GIVEN INSTRUCTION.
Move every line of the material below into your reply, starting with the line holding "For every instance of the bird's" and continuing through the end of the material, inclusive. Add 31 to each number in the answer coordinates and leave all other text as it is.

[Coordinate labeling data]
§ §

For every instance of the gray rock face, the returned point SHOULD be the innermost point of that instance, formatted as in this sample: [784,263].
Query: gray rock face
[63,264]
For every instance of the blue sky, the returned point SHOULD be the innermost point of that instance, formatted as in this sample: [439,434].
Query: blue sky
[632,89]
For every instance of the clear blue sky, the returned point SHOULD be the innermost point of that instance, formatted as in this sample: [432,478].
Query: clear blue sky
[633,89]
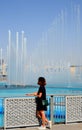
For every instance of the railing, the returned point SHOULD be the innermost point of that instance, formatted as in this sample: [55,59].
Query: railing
[21,111]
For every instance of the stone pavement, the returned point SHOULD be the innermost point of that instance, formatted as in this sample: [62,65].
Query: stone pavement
[71,126]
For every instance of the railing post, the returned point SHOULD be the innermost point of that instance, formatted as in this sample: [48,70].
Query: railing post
[51,108]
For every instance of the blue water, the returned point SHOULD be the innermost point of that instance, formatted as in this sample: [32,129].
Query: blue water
[12,91]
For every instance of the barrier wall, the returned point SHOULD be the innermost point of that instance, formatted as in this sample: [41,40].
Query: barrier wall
[73,109]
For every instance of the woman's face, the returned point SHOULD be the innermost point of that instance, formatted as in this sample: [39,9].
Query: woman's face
[40,83]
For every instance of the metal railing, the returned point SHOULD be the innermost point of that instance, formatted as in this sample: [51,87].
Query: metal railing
[21,111]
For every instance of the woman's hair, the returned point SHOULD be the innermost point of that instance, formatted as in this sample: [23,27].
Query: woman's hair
[42,80]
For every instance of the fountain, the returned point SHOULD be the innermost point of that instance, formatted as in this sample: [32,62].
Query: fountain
[50,58]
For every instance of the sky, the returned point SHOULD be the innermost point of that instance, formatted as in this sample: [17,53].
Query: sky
[52,27]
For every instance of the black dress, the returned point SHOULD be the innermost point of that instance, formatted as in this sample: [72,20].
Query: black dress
[39,100]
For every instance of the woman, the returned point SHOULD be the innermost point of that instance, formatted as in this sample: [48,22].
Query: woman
[41,95]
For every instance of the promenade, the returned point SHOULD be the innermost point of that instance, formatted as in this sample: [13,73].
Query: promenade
[71,126]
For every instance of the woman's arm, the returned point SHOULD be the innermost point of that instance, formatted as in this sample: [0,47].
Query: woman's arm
[31,94]
[34,94]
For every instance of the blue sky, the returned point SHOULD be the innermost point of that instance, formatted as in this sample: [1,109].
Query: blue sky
[53,29]
[32,16]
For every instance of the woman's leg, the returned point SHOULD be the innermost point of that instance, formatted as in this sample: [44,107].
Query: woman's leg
[44,119]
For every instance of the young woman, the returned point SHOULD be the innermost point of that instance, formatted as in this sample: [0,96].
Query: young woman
[41,95]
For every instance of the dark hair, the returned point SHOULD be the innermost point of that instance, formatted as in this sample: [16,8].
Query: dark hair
[42,80]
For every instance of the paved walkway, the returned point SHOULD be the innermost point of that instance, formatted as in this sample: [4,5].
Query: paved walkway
[73,126]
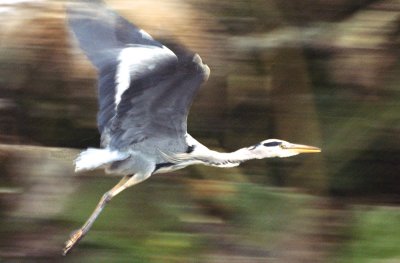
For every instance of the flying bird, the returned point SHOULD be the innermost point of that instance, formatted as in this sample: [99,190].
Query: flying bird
[145,90]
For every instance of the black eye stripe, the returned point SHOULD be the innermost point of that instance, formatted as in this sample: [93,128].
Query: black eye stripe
[272,144]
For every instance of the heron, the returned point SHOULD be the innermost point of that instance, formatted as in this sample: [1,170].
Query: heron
[145,90]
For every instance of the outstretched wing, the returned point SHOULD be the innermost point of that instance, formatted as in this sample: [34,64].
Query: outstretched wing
[145,89]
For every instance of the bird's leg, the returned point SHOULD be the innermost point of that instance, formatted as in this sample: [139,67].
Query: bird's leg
[81,232]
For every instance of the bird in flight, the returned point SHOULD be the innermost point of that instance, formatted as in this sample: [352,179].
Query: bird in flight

§ §

FULL ANSWER.
For every instance of the bird's leg, the returned point SHOULD be the innermost point of that instance, formatted as in this sample: [139,67].
Query: bird's leg
[112,263]
For every instance of the bird in flight, the returned point SHOULD be the innermost point of that instance, formatted as in this sample: [352,179].
Query: bird in flight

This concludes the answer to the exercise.